## [Collected data]
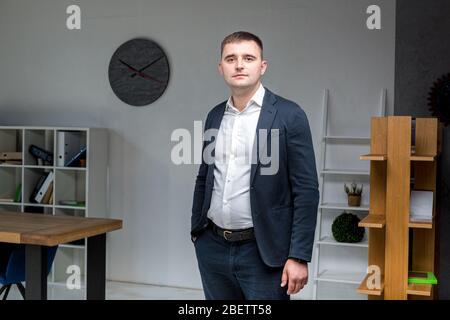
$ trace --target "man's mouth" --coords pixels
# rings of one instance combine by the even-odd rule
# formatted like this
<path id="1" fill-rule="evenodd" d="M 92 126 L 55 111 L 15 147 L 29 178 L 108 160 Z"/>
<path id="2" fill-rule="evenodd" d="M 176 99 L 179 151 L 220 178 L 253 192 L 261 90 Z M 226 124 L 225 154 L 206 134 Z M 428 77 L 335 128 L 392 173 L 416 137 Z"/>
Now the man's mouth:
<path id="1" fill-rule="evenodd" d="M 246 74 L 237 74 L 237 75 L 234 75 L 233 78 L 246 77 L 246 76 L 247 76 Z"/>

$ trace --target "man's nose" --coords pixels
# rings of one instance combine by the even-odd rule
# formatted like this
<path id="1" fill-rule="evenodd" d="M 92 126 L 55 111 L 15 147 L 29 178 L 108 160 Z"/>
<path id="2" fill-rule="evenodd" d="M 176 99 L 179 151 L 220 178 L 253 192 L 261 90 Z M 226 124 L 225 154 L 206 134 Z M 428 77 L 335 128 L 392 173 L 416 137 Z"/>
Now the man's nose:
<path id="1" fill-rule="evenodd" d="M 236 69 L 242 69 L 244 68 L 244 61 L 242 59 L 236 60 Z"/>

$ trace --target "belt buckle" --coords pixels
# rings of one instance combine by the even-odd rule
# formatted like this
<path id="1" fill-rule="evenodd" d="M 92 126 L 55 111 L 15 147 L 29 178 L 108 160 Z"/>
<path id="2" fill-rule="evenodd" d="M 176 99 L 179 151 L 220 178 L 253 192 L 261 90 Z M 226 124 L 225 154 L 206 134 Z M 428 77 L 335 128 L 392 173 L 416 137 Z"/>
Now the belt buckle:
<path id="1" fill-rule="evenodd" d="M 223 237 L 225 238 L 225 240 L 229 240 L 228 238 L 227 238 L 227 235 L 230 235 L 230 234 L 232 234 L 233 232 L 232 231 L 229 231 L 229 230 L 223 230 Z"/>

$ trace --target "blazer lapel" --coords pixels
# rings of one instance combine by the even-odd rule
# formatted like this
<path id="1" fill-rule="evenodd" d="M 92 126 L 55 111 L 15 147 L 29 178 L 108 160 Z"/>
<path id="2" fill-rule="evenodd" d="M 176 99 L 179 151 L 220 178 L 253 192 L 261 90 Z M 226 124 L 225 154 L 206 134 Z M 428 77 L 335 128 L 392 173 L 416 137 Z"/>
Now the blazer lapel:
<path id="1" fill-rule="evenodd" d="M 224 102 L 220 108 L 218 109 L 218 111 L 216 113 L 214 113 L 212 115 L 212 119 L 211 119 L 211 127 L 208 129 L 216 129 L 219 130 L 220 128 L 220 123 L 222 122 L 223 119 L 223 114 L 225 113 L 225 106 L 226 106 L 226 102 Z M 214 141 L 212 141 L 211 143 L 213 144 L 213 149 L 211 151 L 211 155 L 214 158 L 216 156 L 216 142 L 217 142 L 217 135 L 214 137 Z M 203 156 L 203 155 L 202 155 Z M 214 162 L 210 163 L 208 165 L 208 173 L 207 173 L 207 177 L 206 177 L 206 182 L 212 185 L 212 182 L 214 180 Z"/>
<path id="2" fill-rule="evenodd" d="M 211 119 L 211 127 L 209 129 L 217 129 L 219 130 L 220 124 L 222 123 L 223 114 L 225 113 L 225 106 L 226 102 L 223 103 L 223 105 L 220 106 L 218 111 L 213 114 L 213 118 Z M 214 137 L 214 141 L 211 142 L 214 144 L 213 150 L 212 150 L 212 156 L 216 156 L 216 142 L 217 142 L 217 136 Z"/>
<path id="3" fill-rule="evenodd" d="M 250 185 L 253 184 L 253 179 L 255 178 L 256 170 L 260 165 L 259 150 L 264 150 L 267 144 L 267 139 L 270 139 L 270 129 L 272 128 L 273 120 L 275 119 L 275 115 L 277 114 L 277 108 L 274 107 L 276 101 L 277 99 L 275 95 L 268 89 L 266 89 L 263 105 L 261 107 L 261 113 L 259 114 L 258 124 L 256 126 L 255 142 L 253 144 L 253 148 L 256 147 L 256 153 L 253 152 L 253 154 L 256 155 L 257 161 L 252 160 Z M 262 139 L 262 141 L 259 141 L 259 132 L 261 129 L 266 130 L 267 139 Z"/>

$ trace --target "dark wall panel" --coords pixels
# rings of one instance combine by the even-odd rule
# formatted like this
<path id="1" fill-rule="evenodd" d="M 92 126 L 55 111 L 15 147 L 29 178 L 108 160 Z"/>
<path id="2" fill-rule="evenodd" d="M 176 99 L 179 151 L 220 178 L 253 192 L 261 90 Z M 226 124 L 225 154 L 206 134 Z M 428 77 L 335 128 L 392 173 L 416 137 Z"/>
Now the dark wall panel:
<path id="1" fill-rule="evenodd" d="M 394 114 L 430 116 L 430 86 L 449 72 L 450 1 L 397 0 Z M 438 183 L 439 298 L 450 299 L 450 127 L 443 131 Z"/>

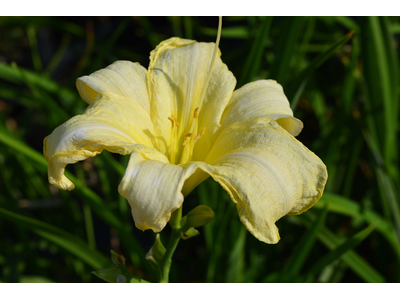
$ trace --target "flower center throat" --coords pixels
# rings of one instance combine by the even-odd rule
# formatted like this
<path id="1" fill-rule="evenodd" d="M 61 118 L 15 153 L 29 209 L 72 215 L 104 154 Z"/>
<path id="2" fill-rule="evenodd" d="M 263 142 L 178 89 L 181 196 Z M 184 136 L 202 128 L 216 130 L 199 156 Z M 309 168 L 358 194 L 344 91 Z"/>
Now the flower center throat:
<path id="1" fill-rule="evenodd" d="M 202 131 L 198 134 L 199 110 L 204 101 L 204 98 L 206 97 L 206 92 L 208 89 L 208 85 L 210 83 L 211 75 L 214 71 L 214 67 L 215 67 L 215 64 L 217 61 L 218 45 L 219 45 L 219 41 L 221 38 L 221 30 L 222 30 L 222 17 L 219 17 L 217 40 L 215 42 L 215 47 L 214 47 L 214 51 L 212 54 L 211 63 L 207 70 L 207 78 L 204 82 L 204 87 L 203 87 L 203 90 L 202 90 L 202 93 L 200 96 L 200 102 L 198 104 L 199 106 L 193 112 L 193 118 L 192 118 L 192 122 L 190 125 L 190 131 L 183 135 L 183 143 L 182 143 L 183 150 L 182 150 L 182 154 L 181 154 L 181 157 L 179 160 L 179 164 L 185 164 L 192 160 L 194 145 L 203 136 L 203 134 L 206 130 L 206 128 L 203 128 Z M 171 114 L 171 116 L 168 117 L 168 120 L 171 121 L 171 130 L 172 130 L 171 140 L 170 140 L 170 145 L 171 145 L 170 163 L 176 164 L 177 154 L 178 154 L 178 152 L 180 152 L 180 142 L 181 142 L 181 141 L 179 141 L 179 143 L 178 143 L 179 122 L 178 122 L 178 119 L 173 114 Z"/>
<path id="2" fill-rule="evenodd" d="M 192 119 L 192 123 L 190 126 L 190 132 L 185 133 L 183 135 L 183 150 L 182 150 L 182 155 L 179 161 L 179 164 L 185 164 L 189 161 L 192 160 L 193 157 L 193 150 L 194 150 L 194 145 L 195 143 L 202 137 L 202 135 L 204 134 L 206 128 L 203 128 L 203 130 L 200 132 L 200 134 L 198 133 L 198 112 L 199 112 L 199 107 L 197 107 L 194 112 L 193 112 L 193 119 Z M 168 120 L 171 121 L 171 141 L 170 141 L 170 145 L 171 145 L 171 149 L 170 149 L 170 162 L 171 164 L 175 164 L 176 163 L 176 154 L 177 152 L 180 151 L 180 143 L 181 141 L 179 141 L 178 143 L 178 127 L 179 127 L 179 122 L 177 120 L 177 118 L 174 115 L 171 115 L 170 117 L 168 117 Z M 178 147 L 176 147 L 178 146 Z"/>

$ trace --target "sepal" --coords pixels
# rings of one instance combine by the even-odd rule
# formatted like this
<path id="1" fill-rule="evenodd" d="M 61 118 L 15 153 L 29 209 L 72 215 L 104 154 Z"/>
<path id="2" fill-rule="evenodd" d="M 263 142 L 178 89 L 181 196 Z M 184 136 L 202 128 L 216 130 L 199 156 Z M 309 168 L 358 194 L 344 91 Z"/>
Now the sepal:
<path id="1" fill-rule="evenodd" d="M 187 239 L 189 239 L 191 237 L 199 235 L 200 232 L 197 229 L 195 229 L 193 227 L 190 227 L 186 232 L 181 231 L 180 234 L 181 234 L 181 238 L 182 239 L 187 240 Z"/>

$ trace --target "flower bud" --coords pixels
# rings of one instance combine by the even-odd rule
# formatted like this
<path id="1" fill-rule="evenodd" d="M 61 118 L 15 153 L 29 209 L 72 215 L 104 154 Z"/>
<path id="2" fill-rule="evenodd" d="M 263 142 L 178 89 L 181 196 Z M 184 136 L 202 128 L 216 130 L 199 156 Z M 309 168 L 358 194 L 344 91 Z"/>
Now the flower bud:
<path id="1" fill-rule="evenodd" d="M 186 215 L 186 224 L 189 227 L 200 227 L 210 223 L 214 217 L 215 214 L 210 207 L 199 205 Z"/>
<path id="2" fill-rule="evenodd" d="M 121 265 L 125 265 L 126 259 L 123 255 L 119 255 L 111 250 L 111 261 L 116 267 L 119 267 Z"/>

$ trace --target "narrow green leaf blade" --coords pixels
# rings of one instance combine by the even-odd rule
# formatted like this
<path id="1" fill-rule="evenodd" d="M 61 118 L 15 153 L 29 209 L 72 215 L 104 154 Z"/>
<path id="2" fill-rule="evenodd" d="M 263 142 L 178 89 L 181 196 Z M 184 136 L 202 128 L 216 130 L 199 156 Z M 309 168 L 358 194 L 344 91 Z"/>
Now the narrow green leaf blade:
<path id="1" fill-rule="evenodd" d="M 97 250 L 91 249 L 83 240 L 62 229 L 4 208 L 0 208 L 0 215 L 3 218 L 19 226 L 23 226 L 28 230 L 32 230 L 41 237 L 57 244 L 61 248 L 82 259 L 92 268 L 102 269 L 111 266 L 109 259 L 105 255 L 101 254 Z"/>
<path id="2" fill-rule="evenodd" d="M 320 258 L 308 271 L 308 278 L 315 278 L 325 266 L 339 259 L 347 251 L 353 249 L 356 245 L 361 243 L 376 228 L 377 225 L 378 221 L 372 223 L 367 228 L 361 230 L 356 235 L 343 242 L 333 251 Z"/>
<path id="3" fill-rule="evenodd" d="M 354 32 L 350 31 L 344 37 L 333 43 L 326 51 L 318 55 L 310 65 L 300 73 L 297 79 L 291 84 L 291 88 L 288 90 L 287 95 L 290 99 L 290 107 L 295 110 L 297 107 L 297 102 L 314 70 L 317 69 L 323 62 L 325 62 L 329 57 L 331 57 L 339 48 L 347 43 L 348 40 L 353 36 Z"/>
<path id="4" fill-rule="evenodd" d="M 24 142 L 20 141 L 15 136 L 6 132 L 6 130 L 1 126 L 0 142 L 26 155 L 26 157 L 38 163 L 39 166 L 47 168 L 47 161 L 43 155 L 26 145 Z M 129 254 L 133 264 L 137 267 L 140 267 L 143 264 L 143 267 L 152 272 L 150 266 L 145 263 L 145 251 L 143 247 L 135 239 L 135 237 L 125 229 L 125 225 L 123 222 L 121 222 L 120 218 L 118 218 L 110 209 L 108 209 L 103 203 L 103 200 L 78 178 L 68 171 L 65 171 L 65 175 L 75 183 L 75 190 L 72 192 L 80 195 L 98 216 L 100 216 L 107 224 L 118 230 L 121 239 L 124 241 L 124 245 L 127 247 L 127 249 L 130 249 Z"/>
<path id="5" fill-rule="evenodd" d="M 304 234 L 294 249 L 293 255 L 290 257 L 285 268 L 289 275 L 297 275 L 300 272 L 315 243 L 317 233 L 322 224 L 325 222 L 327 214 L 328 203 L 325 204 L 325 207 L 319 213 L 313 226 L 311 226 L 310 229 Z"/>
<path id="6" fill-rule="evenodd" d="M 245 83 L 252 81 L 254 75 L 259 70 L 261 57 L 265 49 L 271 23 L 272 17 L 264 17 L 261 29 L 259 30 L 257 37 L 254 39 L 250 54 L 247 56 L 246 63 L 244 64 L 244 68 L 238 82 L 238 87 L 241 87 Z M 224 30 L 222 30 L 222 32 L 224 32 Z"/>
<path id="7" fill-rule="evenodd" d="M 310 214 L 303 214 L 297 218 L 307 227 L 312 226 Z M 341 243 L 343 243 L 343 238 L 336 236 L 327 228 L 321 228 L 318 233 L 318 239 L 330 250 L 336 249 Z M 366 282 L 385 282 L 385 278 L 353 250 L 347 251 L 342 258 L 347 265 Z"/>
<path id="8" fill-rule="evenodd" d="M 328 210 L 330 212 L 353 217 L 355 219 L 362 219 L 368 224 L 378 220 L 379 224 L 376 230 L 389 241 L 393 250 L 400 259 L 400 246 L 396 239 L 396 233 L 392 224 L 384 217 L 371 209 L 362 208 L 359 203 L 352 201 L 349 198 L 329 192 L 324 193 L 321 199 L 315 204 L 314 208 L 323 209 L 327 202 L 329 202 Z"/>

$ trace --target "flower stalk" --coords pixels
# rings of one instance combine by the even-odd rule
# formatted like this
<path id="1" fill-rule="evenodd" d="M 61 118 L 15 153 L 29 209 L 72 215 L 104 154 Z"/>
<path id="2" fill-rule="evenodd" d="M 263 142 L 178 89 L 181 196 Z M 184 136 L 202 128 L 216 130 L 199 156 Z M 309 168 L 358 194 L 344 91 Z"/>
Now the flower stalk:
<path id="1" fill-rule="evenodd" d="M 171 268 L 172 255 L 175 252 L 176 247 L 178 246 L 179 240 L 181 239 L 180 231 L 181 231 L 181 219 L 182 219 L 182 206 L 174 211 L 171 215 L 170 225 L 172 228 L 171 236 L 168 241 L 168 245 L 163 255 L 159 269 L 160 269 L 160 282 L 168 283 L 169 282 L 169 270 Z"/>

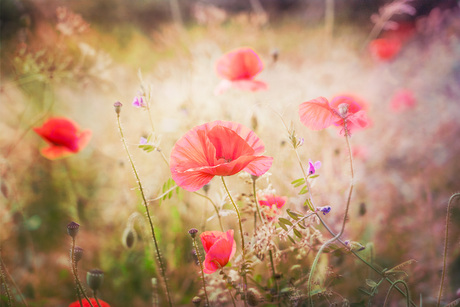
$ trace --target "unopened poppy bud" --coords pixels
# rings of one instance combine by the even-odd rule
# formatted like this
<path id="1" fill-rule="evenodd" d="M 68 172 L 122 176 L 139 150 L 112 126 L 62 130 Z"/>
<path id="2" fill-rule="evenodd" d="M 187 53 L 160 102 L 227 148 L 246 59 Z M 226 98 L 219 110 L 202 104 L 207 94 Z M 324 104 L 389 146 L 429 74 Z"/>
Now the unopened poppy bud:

## [Task to complete]
Would you please set down the lines from the one with "68 172 L 122" to the end of the data above, exactly and without any other lines?

## [Answer section]
<path id="1" fill-rule="evenodd" d="M 68 172 L 122 176 L 139 150 L 112 126 L 62 130 Z"/>
<path id="2" fill-rule="evenodd" d="M 187 53 L 160 102 L 227 148 L 246 59 Z M 226 98 L 219 110 L 202 104 L 207 94 Z M 324 104 L 389 146 L 429 74 Z"/>
Now the unopened poppy bud:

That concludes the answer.